**Aim**
Reproduce the data below word for word, leaving out the pictures.
────────
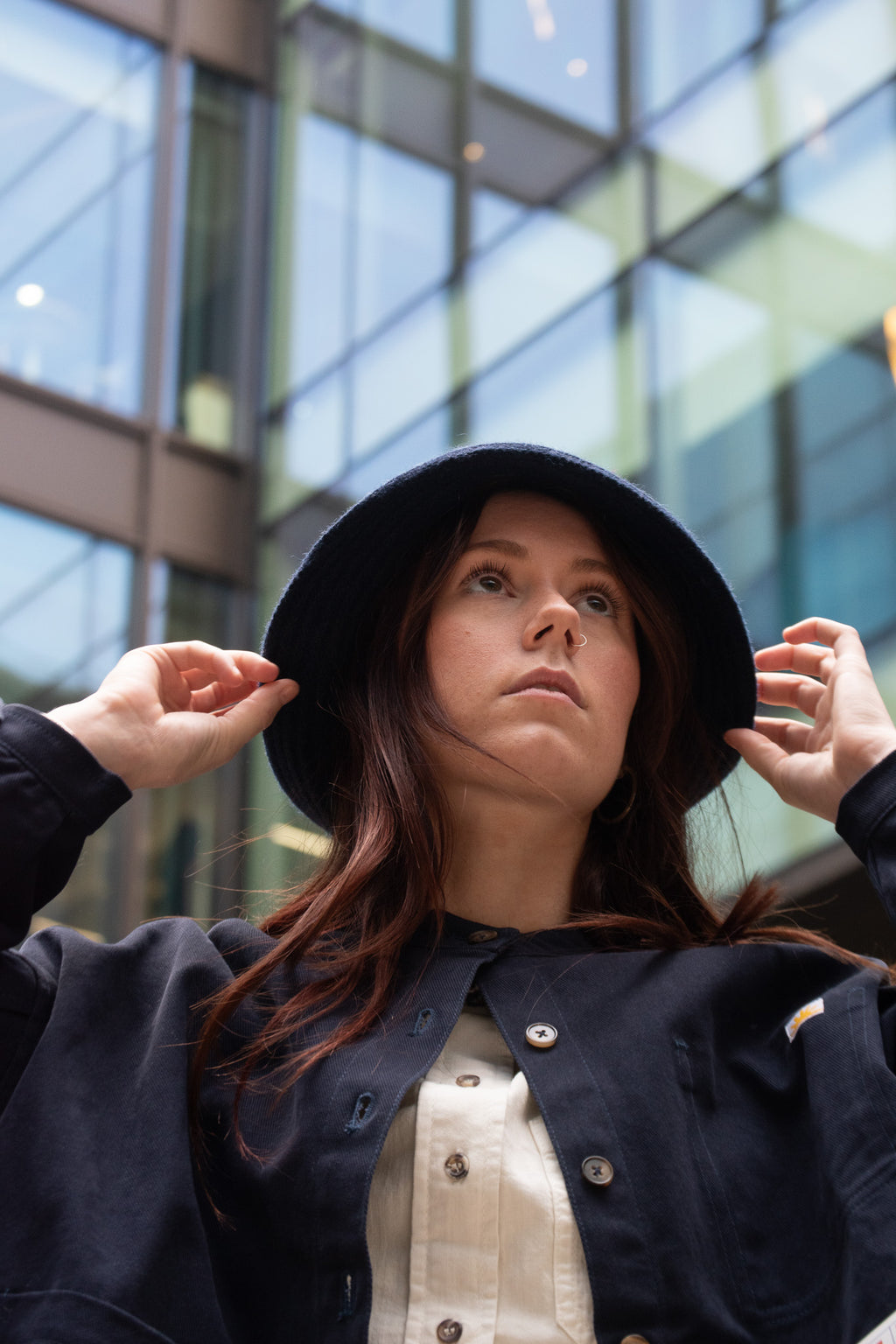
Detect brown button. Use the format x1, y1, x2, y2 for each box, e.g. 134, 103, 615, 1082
582, 1157, 618, 1187
444, 1153, 470, 1180
525, 1021, 557, 1050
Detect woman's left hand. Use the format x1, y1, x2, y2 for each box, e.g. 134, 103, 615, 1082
725, 617, 896, 821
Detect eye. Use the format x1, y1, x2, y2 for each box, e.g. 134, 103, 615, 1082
462, 564, 510, 592
578, 589, 622, 615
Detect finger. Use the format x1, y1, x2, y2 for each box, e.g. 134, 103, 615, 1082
140, 640, 278, 685
782, 615, 864, 653
753, 717, 816, 755
753, 644, 836, 677
200, 679, 298, 763
189, 682, 258, 714
725, 729, 788, 783
756, 672, 826, 719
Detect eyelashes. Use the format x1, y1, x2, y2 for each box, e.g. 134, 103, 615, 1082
461, 564, 626, 615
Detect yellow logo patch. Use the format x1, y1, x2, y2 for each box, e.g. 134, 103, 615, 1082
785, 998, 825, 1043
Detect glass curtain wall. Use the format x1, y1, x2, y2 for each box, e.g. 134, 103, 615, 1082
256, 0, 896, 903
0, 0, 266, 938
146, 564, 241, 920
0, 504, 135, 937
173, 66, 256, 451
0, 0, 161, 414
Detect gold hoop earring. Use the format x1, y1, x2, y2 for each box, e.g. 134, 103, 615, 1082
594, 765, 638, 827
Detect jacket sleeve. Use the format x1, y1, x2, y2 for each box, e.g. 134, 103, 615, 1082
0, 704, 130, 948
836, 752, 896, 926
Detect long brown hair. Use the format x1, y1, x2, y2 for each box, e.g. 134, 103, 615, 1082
191, 499, 881, 1143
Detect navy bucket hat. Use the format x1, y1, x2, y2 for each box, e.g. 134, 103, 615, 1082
262, 444, 756, 830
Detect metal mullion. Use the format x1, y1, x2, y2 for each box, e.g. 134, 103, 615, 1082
111, 0, 186, 937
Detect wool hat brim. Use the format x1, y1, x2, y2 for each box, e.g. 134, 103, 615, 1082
262, 444, 756, 830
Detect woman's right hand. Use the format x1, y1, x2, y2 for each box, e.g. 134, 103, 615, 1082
47, 640, 298, 789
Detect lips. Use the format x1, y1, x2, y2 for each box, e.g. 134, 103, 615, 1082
505, 668, 584, 710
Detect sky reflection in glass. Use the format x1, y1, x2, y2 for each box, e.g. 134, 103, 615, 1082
0, 0, 160, 413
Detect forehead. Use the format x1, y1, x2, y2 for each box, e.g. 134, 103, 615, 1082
469, 491, 603, 555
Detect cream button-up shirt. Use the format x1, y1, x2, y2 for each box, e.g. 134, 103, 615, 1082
367, 1008, 595, 1344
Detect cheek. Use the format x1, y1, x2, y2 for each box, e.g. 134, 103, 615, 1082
426, 614, 494, 722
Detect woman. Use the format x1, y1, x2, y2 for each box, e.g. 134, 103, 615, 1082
0, 444, 896, 1344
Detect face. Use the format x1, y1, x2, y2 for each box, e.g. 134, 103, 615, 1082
427, 494, 640, 817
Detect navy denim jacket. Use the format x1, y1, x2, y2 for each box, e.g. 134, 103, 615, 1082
0, 708, 896, 1344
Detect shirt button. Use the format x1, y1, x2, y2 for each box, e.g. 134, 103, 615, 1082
444, 1153, 470, 1182
525, 1021, 557, 1050
582, 1157, 618, 1187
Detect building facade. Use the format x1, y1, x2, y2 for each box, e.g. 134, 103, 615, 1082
0, 0, 896, 953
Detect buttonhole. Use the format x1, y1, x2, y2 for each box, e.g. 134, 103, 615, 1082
337, 1270, 354, 1321
409, 1008, 435, 1036
346, 1093, 374, 1134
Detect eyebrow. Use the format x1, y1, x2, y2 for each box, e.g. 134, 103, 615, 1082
467, 536, 617, 578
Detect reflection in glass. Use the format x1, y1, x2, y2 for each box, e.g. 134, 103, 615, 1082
472, 0, 618, 133
0, 504, 133, 710
299, 0, 454, 58
466, 196, 617, 368
0, 506, 133, 937
146, 564, 236, 918
264, 367, 348, 517
469, 281, 648, 473
646, 0, 896, 242
793, 348, 896, 639
271, 116, 454, 398
633, 0, 763, 113
0, 0, 160, 413
178, 66, 250, 449
349, 290, 452, 458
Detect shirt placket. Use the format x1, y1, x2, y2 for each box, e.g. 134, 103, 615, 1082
404, 1021, 510, 1344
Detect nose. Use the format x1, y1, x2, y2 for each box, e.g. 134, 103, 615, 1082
522, 594, 587, 654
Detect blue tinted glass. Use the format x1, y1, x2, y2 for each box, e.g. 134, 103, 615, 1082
354, 140, 454, 336
271, 116, 454, 399
315, 0, 454, 57
634, 0, 763, 111
0, 0, 160, 411
469, 290, 618, 466
472, 0, 617, 133
0, 506, 133, 710
176, 66, 251, 449
470, 187, 527, 248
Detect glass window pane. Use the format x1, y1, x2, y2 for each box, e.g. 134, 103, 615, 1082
351, 289, 452, 458
176, 66, 251, 449
472, 0, 617, 136
0, 504, 133, 938
298, 0, 454, 58
469, 281, 648, 472
633, 0, 763, 113
465, 196, 617, 368
0, 0, 160, 413
0, 504, 133, 710
270, 116, 454, 401
145, 564, 239, 920
646, 0, 896, 233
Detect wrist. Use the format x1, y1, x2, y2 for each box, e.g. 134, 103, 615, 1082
45, 691, 140, 792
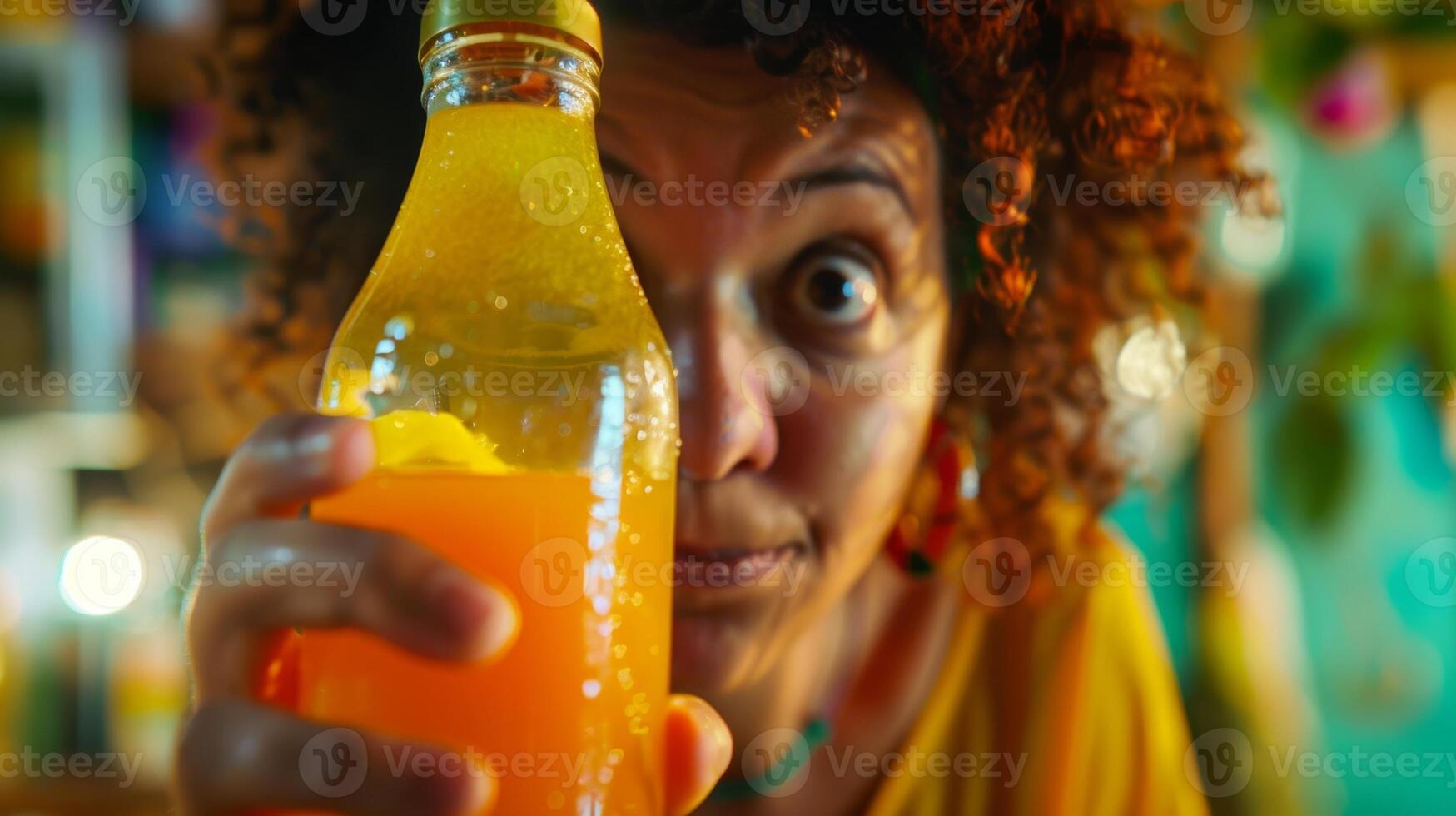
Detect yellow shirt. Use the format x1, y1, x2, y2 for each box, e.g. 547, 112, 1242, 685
867, 513, 1207, 816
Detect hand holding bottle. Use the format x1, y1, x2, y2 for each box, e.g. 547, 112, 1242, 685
177, 415, 731, 814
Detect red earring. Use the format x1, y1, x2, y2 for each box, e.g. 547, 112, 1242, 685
885, 418, 980, 579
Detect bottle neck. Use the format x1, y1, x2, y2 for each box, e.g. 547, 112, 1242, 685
420, 23, 601, 120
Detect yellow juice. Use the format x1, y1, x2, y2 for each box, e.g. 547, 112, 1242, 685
290, 86, 677, 814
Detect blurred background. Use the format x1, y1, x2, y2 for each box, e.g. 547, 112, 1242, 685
0, 0, 1456, 814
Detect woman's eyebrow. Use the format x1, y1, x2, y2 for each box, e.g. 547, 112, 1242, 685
789, 165, 914, 219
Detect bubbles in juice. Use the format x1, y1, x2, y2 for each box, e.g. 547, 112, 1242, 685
299, 103, 677, 814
────────
**Expected answer**
Detect brown button. Use the format x1, y1, x2, y2 for each box, e.g. 134, 103, 615, 1082
582, 1157, 618, 1187
444, 1153, 470, 1180
525, 1021, 557, 1050
Detect woman's left hand. Use the format x1, y1, x2, y2 for each box, e.g. 134, 103, 615, 1082
725, 617, 896, 821
Detect eye. Use the format x1, y1, x2, y2 for each box, e.g. 134, 103, 615, 1082
462, 564, 510, 592
578, 589, 622, 615
Detect finger. Use the format x1, y1, x2, y2 for each box, e.g. 134, 103, 615, 1082
140, 640, 278, 685
782, 615, 864, 653
753, 717, 816, 755
753, 644, 836, 677
200, 679, 298, 763
189, 682, 258, 714
725, 729, 788, 783
756, 672, 826, 719
Detect eyelashes. Use the format x1, y1, x2, y2 for each box, e.g. 134, 103, 615, 1082
461, 564, 626, 615
Detect yellow logo patch. Use the format x1, y1, x2, y2 for each box, e.g. 134, 103, 615, 1082
785, 998, 825, 1043
Detect glass curtain wall. Use the format x1, y1, x2, y2 for each box, e.g. 134, 103, 615, 1082
256, 0, 896, 903
0, 0, 266, 938
146, 564, 241, 920
0, 504, 135, 937
173, 66, 256, 451
0, 0, 161, 414
Detect gold hoop earring. Use the format x1, y1, x2, y2 for each box, e.g. 134, 103, 615, 1082
594, 765, 638, 827
Detect jacket sleeve. Use the format x1, y1, x2, y2 for each box, e.g. 134, 103, 615, 1082
0, 704, 130, 948
836, 752, 896, 926
Detect long brown hair. Use the format x1, y1, x2, y2 for each box, e.g. 134, 103, 615, 1082
191, 499, 881, 1143
Detect navy bucket hat. Use the format x1, y1, x2, y2 for each box, e.g. 134, 103, 615, 1082
262, 444, 756, 830
Detect metal mullion. Use the format x1, y1, x2, y2 for each box, e.g. 134, 103, 615, 1082
111, 0, 186, 937
Detect wool hat brim. Use the format x1, y1, x2, y2 for each box, e.g. 134, 103, 615, 1082
262, 444, 756, 830
Detect woman's right hand. Use the format x1, y1, x2, y2 for each box, e.g. 134, 103, 615, 1082
47, 640, 298, 789
Detect lips. Use the format x1, y1, x2, y2 for each box, e.g. 134, 103, 615, 1082
505, 668, 584, 710
Detect sky reflection in glass. Use the format x1, y1, x2, y2 for each box, e.g. 134, 103, 615, 1082
0, 0, 160, 413
Detect forehead. Use the format x1, y1, x2, y2 for each box, e.g. 134, 103, 615, 1082
469, 491, 603, 555
Detect cream button-up shirt. Use the format x1, y1, x2, y2 for each box, e.g. 134, 103, 615, 1082
367, 1008, 595, 1344
Detect cheek. Use the format x1, y1, x2, y2 for each box, e.g. 134, 103, 615, 1082
426, 614, 494, 722
Detect woman. Use the format x1, y1, x2, y2 for each box, e.g. 134, 103, 615, 1082
0, 444, 896, 1344
Detect face. Use the format x1, y1, x2, y2 for each box, e.g. 134, 103, 615, 1082
427, 494, 640, 817
Detect navy denim jacket. Use the format x1, y1, x2, y2 for each box, e.g. 134, 103, 615, 1082
0, 708, 896, 1344
Detect shirt button. Use the format x1, y1, x2, y2 for each box, e.g. 134, 103, 615, 1082
444, 1153, 470, 1182
525, 1021, 557, 1050
582, 1157, 618, 1187
Detect building facade. Use the format x1, y1, x2, y2 for each box, e.g. 134, 103, 615, 1082
0, 0, 896, 953
Detect buttonhole. Use the format x1, y1, x2, y2 for each box, e.g. 134, 103, 615, 1082
337, 1270, 354, 1321
409, 1008, 435, 1036
346, 1093, 374, 1134
Detect eyebrow. Use the format x1, y1, x2, y2 for each box, e.g. 134, 103, 615, 1082
467, 536, 617, 578
Detect reflection in glass. Use the format x1, y1, x2, y2 for each box, e.g. 134, 103, 615, 1082
472, 0, 618, 133
0, 504, 133, 710
299, 0, 454, 58
466, 196, 617, 368
0, 506, 133, 937
146, 564, 236, 918
264, 367, 348, 517
469, 281, 648, 473
646, 0, 896, 242
793, 348, 896, 639
271, 116, 454, 398
633, 0, 763, 113
0, 0, 160, 413
178, 66, 250, 449
349, 290, 452, 458
Detect shirt placket. Use the format x1, y1, x2, y2 for each box, e.g. 134, 103, 615, 1082
404, 1021, 510, 1344
Detect nose. Use the format x1, y1, x2, y2 for each box, e.g. 134, 103, 615, 1082
522, 594, 587, 654
Detect blue tinted glass. Use the format x1, y1, x2, y2 for each box, e.g. 134, 103, 615, 1082
354, 140, 454, 336
271, 116, 454, 399
315, 0, 454, 57
634, 0, 763, 111
0, 0, 160, 411
469, 290, 618, 466
472, 0, 617, 133
0, 506, 133, 710
176, 66, 251, 449
470, 187, 527, 248
Detect glass window pane. Use the format x1, y1, x2, y2 for each box, e.g. 134, 103, 615, 1082
351, 289, 452, 458
176, 66, 251, 449
472, 0, 617, 136
0, 504, 133, 938
298, 0, 454, 58
469, 281, 648, 472
633, 0, 763, 113
465, 196, 617, 368
0, 0, 160, 413
0, 504, 133, 710
270, 116, 454, 401
145, 564, 239, 920
646, 0, 896, 233
Detect wrist. Use the format x1, y1, x2, y2 for each box, e.g. 134, 103, 615, 1082
45, 691, 140, 792
Detect yellow shirt. Use the format x1, y1, x2, y2 for each box, e.g. 547, 112, 1242, 685
867, 513, 1207, 816
Detect hand holding bottle. Use the format x1, y1, x2, y2 for each box, e.g. 547, 112, 1242, 685
177, 415, 731, 814
Detect red earring. Use the format x1, y1, x2, y2 for each box, e.g. 547, 112, 1242, 685
885, 418, 980, 579
Detect bottle neck. Use the format x1, y1, x2, y2 for each box, e.g. 547, 112, 1242, 685
420, 23, 601, 120
Detect yellow juice. Use the format x1, y1, x2, y2 for each box, e.g. 547, 112, 1242, 685
290, 86, 677, 814
Detect blurred background. Use the format x1, y1, x2, y2 for each box, e.g. 547, 112, 1242, 685
0, 0, 1456, 814
Detect woman's eyebrow. Use the format x1, y1, x2, y2 for each box, e.g. 547, 112, 1242, 685
789, 165, 914, 219
Detect bubbles in juice. Use the format x1, y1, x2, y2 for each box, e.g. 547, 112, 1242, 685
299, 103, 677, 814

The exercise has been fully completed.